§ **Records provided**
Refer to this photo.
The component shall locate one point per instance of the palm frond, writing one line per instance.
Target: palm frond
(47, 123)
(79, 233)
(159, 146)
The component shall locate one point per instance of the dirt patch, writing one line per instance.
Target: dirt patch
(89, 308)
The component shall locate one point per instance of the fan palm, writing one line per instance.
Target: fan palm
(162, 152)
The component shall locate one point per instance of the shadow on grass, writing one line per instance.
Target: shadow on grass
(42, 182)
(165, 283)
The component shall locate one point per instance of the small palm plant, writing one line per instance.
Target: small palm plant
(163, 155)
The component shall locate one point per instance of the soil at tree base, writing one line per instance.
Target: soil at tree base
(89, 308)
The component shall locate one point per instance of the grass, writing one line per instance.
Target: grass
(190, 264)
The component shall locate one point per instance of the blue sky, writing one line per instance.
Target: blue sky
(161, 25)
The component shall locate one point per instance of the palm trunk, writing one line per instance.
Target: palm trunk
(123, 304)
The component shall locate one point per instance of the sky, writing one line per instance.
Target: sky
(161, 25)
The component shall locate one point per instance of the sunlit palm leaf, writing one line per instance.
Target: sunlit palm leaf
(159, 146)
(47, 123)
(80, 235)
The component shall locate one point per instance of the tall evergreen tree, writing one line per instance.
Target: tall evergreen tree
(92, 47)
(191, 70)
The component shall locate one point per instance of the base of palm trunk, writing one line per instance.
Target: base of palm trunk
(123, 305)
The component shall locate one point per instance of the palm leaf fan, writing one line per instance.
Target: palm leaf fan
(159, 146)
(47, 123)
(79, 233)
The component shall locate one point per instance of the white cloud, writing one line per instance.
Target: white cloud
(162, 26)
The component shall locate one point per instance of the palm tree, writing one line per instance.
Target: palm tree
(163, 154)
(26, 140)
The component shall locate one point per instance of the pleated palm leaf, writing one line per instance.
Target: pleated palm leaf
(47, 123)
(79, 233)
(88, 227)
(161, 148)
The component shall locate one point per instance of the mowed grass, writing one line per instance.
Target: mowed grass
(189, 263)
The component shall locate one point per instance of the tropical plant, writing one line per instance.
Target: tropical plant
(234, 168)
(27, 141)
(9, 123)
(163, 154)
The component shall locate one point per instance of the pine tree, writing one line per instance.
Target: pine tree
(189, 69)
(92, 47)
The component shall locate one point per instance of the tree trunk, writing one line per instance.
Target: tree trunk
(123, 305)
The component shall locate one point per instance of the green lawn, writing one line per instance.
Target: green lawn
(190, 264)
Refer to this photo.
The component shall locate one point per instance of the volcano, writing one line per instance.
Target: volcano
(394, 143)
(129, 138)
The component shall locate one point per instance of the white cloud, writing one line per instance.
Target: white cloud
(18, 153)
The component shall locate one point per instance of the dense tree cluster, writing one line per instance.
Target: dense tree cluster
...
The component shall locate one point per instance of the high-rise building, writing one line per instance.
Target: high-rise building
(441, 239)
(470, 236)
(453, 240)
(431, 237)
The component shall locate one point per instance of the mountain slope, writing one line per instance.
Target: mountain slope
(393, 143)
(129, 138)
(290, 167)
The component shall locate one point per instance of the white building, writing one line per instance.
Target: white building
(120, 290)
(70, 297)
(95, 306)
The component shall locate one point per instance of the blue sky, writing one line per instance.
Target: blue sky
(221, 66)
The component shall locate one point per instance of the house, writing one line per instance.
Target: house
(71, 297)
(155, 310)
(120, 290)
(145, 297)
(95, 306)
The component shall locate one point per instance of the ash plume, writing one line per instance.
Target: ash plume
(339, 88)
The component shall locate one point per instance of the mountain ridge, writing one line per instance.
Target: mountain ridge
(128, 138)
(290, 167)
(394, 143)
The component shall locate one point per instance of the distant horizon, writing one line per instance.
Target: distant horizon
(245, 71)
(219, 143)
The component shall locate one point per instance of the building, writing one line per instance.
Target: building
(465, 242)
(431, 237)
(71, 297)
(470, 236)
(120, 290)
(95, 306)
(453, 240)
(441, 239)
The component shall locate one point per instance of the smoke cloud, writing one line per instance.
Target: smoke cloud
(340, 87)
---
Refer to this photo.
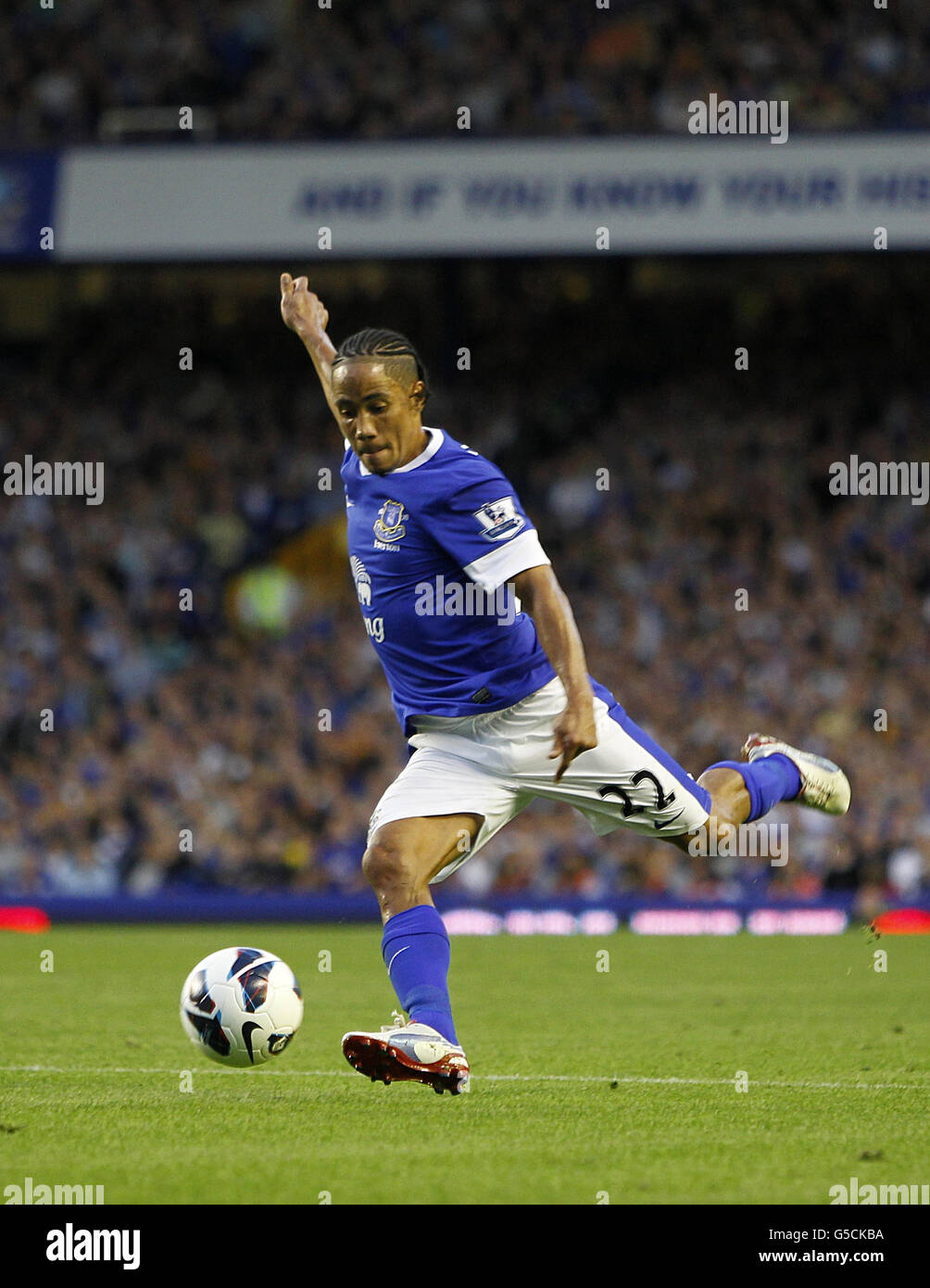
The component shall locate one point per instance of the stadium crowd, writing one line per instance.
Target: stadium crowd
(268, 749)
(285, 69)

§ **Work instructions**
Please copy out each line of the listing above that contains the string "dense".

§ **Written answer**
The component shall locate one point per instance of the dense tree cluster, writing one line per instance.
Target: dense tree cluster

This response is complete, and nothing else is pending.